▸ **The exercise**
In each of the lines below, substitute "give the coordinates of each" for "record the position of each" and change nothing else.

▸ **Dataset records**
__________

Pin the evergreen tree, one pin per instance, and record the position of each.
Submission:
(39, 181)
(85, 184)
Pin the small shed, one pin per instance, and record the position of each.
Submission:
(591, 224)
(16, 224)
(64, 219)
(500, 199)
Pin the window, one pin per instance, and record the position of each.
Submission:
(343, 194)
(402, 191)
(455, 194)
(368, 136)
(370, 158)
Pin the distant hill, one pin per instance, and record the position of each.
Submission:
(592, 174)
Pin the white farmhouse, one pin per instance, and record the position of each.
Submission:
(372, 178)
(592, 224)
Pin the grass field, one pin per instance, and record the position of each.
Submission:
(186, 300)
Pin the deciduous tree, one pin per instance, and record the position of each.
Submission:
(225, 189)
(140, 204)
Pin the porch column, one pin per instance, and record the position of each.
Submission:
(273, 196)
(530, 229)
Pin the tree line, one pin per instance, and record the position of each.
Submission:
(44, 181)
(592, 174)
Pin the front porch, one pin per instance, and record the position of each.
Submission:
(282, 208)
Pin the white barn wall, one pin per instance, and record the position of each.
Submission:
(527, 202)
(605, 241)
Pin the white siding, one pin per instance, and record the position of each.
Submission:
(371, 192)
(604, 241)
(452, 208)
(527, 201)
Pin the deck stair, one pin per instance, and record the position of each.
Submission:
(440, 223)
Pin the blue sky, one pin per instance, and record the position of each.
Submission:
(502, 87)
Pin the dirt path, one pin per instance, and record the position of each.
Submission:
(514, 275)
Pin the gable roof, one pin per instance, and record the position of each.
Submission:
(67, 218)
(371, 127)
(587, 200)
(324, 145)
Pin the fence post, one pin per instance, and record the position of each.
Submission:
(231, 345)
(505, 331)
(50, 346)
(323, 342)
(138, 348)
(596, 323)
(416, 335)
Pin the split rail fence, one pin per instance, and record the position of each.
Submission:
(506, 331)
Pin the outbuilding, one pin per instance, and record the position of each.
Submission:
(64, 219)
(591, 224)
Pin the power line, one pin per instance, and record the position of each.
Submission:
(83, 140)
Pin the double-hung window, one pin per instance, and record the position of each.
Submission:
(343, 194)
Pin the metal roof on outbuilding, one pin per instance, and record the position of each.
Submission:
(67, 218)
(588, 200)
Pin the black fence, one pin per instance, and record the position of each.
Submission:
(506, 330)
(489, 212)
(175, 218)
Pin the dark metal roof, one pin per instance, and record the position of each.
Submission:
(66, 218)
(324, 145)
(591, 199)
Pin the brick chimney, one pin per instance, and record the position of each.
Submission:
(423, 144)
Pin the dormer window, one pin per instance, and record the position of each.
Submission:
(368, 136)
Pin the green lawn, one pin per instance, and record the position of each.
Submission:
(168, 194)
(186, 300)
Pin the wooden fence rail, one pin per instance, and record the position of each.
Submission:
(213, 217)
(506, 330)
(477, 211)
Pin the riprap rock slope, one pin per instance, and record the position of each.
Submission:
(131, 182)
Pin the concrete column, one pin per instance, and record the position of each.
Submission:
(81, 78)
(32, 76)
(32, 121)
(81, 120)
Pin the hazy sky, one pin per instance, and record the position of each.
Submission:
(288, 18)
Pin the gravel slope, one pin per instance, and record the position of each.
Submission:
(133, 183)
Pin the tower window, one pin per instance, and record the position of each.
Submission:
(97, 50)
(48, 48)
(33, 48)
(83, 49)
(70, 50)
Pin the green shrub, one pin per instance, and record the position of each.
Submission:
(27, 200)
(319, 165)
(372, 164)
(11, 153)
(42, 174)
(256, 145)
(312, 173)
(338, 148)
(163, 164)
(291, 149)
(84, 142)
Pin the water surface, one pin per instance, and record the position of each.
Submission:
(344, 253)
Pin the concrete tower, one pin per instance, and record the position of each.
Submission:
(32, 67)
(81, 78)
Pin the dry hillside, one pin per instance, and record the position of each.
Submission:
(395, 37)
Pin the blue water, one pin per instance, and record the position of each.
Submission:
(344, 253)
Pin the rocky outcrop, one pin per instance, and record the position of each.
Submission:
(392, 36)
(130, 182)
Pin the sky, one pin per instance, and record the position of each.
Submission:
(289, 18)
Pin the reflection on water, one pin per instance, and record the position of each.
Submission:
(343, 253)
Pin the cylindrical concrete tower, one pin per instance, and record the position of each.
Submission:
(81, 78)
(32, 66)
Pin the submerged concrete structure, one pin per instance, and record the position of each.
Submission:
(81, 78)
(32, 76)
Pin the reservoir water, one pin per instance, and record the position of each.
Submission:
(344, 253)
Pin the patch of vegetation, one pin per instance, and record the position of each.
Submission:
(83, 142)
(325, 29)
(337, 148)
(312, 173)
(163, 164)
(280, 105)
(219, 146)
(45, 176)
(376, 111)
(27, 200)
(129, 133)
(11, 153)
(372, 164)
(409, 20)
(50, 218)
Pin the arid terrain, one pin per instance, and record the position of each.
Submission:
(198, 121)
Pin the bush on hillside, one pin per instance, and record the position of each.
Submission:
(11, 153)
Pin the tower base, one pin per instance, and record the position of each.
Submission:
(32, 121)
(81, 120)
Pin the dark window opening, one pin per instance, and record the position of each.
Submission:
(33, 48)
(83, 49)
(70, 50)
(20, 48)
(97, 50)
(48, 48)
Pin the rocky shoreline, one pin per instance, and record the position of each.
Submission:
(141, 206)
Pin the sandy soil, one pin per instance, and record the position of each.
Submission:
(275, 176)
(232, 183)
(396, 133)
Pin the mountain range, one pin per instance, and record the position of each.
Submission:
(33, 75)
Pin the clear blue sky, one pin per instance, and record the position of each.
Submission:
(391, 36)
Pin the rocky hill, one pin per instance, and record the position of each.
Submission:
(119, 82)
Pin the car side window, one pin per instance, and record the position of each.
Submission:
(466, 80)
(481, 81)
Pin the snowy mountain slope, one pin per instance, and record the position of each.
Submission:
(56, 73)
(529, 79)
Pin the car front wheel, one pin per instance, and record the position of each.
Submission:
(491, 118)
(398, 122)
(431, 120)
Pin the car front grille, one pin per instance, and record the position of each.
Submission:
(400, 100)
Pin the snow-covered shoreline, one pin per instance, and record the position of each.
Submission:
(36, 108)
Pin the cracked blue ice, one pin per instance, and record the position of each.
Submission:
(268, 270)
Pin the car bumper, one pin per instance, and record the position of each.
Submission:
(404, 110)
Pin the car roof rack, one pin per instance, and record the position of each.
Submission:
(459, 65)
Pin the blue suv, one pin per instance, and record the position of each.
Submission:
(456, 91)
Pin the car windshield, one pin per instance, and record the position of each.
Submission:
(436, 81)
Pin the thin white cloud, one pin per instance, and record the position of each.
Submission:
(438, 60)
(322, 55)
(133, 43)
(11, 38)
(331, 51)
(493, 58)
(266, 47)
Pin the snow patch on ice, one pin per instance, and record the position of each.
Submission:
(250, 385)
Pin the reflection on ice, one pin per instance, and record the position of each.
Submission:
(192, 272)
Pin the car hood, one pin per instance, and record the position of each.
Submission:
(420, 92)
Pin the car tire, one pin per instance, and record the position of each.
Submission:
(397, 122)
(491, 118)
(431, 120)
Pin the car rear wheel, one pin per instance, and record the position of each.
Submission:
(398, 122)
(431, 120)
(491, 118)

__________

▸ **Answer for the task**
Pin the evergreen tree, one pin per instance, and give the coordinates of each.
Submission:
(39, 181)
(85, 184)
Pin the small shed, one pin per instance, and give the coordinates of each.
Submission:
(591, 224)
(16, 224)
(64, 219)
(500, 199)
Pin the window, one pin per instance, and give the coordinates of each.
Submission:
(343, 194)
(402, 191)
(455, 194)
(368, 136)
(370, 158)
Pin the distant hill, one pin per instance, and give the coordinates of each.
Submission:
(592, 174)
Pin the white farmhouse, one pin per instance, and give the coordinates of each.
Submission:
(372, 178)
(592, 224)
Pin the grass field, one pin per instance, and give the coordinates of each.
Submission:
(186, 300)
Pin the deciduous tree, one pin per instance, and give the coordinates of each.
Submission:
(225, 189)
(140, 204)
Pin the porch column, one pin per instance, and give the coordinates of each.
Submission:
(273, 196)
(530, 229)
Pin the tree line, one pin per instance, and give the coordinates of each.
Submission:
(44, 181)
(592, 174)
Pin the front porch, one pin per instance, and give the coordinates of each.
Submission:
(282, 208)
Pin the white barn wall, one pin per instance, and give the coordinates of each.
Submission:
(527, 202)
(605, 241)
Pin the white siding, one pin per instance, and give the coordinates of each.
Submission:
(371, 192)
(604, 241)
(452, 208)
(527, 201)
Pin the deck stair, one pin per instance, and give the coordinates of each.
Submission:
(440, 223)
Pin the blue sky, one pin per instance, and give the coordinates of each.
Submission:
(502, 87)
Pin the dirt path, one pin per instance, and give the coordinates of each.
Submission:
(514, 275)
Pin the gable roof, one pin per instance, and give the coordinates of each.
Submission:
(67, 218)
(371, 127)
(587, 200)
(324, 145)
Pin the fence post, one pin per instance, and give the coordinates of each.
Submission:
(231, 345)
(505, 331)
(50, 346)
(323, 342)
(138, 348)
(596, 323)
(416, 335)
Pin the split rail fence, one pin per instance, and give the coordinates of each.
Submission:
(506, 331)
Pin the outbuilding, one pin per instance, and give the coordinates of each.
Submission:
(64, 219)
(591, 224)
Pin the power line, one pin per instance, and give the coordinates of each.
Submission:
(83, 140)
Pin the double-hung window, one pin per instance, and give the coordinates of each.
Submission:
(343, 194)
Pin the metal roof on outbuilding, one pin per instance, and give the coordinates of each.
Submission:
(67, 218)
(588, 200)
Pin the black fence, one pin per instance, and give the coordinates of each.
Submission:
(506, 330)
(489, 212)
(175, 218)
Pin the dark metal roof, one pin per instance, and give the coordinates of each.
Submission:
(66, 218)
(324, 145)
(591, 199)
Pin the brick chimney, one pin per instance, and give the coordinates of each.
Submission:
(423, 144)
Pin the dormer window, one pin per instance, and give the coordinates of each.
Submission:
(368, 136)
Pin the green lawn, one pin per instance, and give the coordinates of each.
Submission:
(168, 194)
(186, 300)
Pin the wooden fence rail, one pin per instance, and give the coordinates of each.
Submission:
(213, 217)
(506, 330)
(477, 211)
Pin the riprap rock slope, one pin per instance, and give the coordinates of each.
Submission:
(131, 182)
Pin the concrete column, one pin per instance, and give the coordinates of each.
Submission:
(81, 78)
(32, 76)
(32, 121)
(81, 120)
Pin the hazy sky, one pin per instance, and give the coordinates of each.
Submission:
(288, 18)
Pin the gravel slope, one pin per instance, and give the coordinates of each.
Submission:
(133, 183)
Pin the tower window, one pin per instance, and give the coordinates of each.
Submission:
(97, 50)
(48, 48)
(33, 48)
(83, 49)
(70, 50)
Pin the green shrub, one pin per instance, and give the coordinates of each.
Submission:
(27, 200)
(319, 165)
(372, 164)
(11, 153)
(42, 174)
(256, 145)
(312, 173)
(338, 148)
(163, 164)
(291, 149)
(84, 142)
Pin the water surface, one pin per instance, and give the coordinates of each.
Submission:
(344, 253)
Pin the concrete tower, one pin per instance, and give the coordinates of each.
Submission:
(32, 67)
(81, 78)
Pin the dry hillside, one pin per instance, and give the coordinates of each.
Submission:
(395, 37)
Pin the blue water, one pin per instance, and give the coordinates of each.
Submission:
(344, 253)
Pin the rocky outcrop, one pin per instance, and give the coordinates of each.
Submission:
(392, 36)
(130, 182)
Pin the sky, one pin per instance, and give the coordinates of each.
Submission:
(289, 18)
Pin the reflection on water, one pin per instance, and give the coordinates of each.
Submission:
(343, 253)
Pin the cylindrical concrete tower, one pin per instance, and give the coordinates of each.
Submission:
(81, 78)
(32, 66)
Pin the submerged concrete structure, one pin per instance, and give the coordinates of each.
Submission:
(81, 78)
(32, 76)
Pin the reservoir water, one pin per instance, and give the coordinates of each.
Submission:
(344, 253)
Pin the patch of vegetation, one pin per instance, and give the coordinates of each.
Submission:
(83, 142)
(325, 29)
(337, 148)
(312, 173)
(163, 164)
(280, 105)
(219, 146)
(45, 176)
(376, 111)
(27, 200)
(129, 133)
(11, 153)
(372, 164)
(409, 20)
(50, 218)
Pin the arid terrain, one pin per instance, and give the coordinates of each.
Submission:
(198, 121)
Pin the bush on hillside, one pin per instance, and give the coordinates of each.
Submission:
(11, 153)
Pin the tower base, one pin per instance, and give the coordinates of each.
Submission:
(32, 121)
(81, 120)
Pin the dark window opening, one pin per instance, and give the coordinates of each.
Submission:
(33, 48)
(83, 49)
(70, 50)
(20, 48)
(97, 50)
(48, 48)
Pin the rocky shoreline, one pin per instance, and give the coordinates of each.
Submission:
(141, 206)
Pin the sandy soil, one pin per instance, and give the coordinates of each.
Submission:
(275, 176)
(232, 183)
(396, 133)
Pin the mountain range, one pin per instance, and give the coordinates of each.
Submission:
(33, 75)
Pin the clear blue sky, one pin per instance, and give the coordinates of each.
Submission:
(391, 36)
Pin the rocky hill, one pin per instance, and give the coordinates of each.
Submission:
(119, 82)
Pin the car side window, one pin per instance, and give the coordinates of each.
Submission:
(466, 80)
(481, 81)
Pin the snowy mountain slope, one pin per instance, and give the coordinates of each.
Submission:
(56, 73)
(529, 79)
Pin the car front wheel, one pin per instance, and give the coordinates of each.
Submission:
(491, 118)
(398, 122)
(431, 120)
Pin the car front grille, one pin per instance, and give the coordinates of each.
Submission:
(400, 100)
Pin the snow-covered shoreline, one pin per instance, and give the coordinates of each.
Submission:
(36, 108)
Pin the cracked blue ice, one pin per instance, and give the coordinates of each.
Submission:
(268, 270)
Pin the car bumper, one pin per instance, and give the coordinates of each.
Submission:
(404, 110)
Pin the car roof rack, one pin per instance, and give the coordinates of each.
Submission:
(459, 65)
Pin the blue suv, one pin per instance, and give the coordinates of each.
Submission:
(456, 91)
Pin the car windshield, one pin per instance, and give the coordinates of each.
Submission:
(436, 81)
Pin the thin white cloud, one pin per instance, and give the coordinates of each.
Submission:
(438, 60)
(322, 55)
(133, 43)
(11, 38)
(331, 51)
(493, 58)
(266, 47)
Pin the snow patch on ice, one pin per instance, and give the coordinates of each.
Submission:
(250, 385)
Pin the reflection on ice, one pin per instance, and give the coordinates of each.
Submission:
(192, 272)
Pin the car hood, one pin per instance, and give the coordinates of each.
Submission:
(420, 92)
Pin the car tire, one pin per instance, and give the coordinates of each.
Submission:
(397, 122)
(491, 118)
(431, 120)
Pin the car rear wheel, one pin per instance, and give the coordinates of each.
Submission:
(398, 122)
(431, 120)
(491, 118)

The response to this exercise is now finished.